▸ **DATA LISTING**
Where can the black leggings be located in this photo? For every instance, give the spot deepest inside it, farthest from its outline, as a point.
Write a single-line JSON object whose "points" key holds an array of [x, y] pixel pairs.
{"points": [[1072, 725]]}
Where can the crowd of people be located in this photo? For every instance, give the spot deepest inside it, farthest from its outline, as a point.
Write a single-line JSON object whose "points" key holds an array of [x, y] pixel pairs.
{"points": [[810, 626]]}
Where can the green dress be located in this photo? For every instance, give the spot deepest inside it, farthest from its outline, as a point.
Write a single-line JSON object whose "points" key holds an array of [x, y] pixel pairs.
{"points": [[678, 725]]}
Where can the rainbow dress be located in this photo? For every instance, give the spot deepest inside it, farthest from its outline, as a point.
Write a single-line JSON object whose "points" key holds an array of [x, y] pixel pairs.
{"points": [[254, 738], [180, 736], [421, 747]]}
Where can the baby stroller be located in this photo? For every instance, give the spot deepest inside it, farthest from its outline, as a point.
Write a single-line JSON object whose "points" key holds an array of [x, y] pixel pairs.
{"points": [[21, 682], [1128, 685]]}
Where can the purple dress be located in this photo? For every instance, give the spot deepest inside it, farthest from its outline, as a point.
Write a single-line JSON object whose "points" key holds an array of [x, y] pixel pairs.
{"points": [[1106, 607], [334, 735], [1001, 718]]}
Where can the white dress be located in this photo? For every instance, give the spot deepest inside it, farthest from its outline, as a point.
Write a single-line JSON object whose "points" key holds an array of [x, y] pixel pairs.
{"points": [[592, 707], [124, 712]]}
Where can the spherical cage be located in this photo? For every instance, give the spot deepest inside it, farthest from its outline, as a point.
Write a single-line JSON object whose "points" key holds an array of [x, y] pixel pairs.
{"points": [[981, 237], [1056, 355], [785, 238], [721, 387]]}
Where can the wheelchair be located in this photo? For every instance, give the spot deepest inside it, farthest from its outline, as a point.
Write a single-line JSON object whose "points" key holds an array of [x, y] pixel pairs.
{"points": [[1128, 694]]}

▸ **WORK ITEM**
Starting at the line with "Where can the wheelchair", copy each line through the end of the data, both ends included, and give nothing else.

▸ **ANSWER TO THIS EXERCISE**
Where can the wheelchair be located in this photo? For every instance, give the spot deepest inside it, farthest from its outline, as a point.
Write a single-line JSON object whose "points" key holds an array of [x, y] pixel pairs.
{"points": [[1128, 694]]}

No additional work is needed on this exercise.